定义discriminator函数，D判别式用于判别结果,使用了4层神经网络

def discriminator(input, h_dim):
    h0 = tf.tanh(linear(input, h_dim * 2, 'd0'))
    h1 = tf.tanh(linear(h0, h_dim * 2, 'd1'))
    h2 = tf.tanh(linear(h1, h_dim * 2, scope='d2'))

    h3 = tf.sigmoid(linear(h2, 1, scope='d3'))

    return h3

定义optimizer函数，用于优化参数

def optimizer(loss, var_list, initial_learning_rate):
    # 学习率衰减系数
    decay = 0.95
    num_decay_steps = 150
    batch = tf.Variable(0)
    #进行学习率的衰减
    learning_rate = tf.train.exponential_decay(
        initial_learning_rate,
        batch,
        num_decay_steps,
        decay,
        staircase= True
    )
    # 对损失函数进行最小化的参数优化
    optimizer = tf.train.GradientDescentOptimizer(learning_rate).minimize(loss,
         global_step=batch,
         var_list = var_list,  )
    return optimizer

定义generator,用于生成造假的数据，这里使用两层神经网络

def generator(input, h_dim):
    h0 = tf.nn.softplus(linear(input, h_dim, 'g0'))
    h1 = linear(h0, 1, 'g1')
    return h1

定义linear， 用于进行卷积

def linear(input, output_dim, scope=None, stddev=1.0):
    norm = tf.random_normal_initializer(stddev=stddev)
    const = tf.constant_initializer(0.0)
    with tf.variable_scope(scope or 'linear'):
        w = tf.get_variable('w', [input.get_shape()[1], output_dim], initializer=norm)
        b = tf.get_variable('b', [output_dim], initializer=const)
    return tf.matmul(input, w) + b

> 已存条目:
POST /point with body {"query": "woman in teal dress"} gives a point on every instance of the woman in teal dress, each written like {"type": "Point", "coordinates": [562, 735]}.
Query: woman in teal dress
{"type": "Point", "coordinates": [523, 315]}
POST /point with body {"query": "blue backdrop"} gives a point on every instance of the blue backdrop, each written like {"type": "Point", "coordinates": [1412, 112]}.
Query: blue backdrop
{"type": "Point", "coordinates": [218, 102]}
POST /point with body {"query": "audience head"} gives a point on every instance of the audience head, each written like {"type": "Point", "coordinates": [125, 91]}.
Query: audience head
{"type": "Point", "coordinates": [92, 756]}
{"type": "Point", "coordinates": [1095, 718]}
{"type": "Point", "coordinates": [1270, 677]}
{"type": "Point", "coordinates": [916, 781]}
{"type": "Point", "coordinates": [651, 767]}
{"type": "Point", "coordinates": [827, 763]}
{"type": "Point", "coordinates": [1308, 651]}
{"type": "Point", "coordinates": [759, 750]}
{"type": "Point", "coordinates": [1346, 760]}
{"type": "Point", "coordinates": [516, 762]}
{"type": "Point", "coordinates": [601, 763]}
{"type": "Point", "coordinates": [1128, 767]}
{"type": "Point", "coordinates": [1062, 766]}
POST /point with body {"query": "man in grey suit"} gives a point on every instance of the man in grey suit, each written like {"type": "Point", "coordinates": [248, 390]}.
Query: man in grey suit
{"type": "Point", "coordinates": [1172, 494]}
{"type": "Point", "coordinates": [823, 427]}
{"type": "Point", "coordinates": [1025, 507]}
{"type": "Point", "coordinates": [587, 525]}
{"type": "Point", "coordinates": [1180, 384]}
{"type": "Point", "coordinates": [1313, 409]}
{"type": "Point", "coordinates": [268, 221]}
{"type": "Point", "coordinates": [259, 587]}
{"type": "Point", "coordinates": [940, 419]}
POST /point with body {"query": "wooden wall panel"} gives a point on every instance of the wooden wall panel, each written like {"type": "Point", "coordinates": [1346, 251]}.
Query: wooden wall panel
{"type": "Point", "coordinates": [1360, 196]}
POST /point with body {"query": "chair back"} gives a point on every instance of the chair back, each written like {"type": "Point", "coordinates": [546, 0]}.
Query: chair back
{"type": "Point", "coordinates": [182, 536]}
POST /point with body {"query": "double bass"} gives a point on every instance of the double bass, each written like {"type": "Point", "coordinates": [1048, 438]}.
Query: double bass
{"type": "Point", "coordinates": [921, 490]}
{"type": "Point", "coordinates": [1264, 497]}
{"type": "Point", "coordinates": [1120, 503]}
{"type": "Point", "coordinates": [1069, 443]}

> 任务要求:
(1) 根据代码摘录中的说明，discriminator函数使用了几层神经网络？
(2) 请从代码摘录中一字不差地抄录“# 对损失函数进行最小化的参数优化”与“tf.nn.softplus(linear(input, h_dim, 'g0'))”之间的内容，首尾两处都包括在内。

> 参考答案:
(1) discriminator函数使用了4层神经网络。

(2)
# 对损失函数进行最小化的参数优化
    optimizer = tf.train.GradientDescentOptimizer(learning_rate).minimize(loss,
         global_step=batch,
         var_list = var_list,  )
    return optimizer

定义generator,用于生成造假的数据，这里使用两层神经网络

def generator(input, h_dim):
    h0 = tf.nn.softplus(linear(input, h_dim, 'g0'))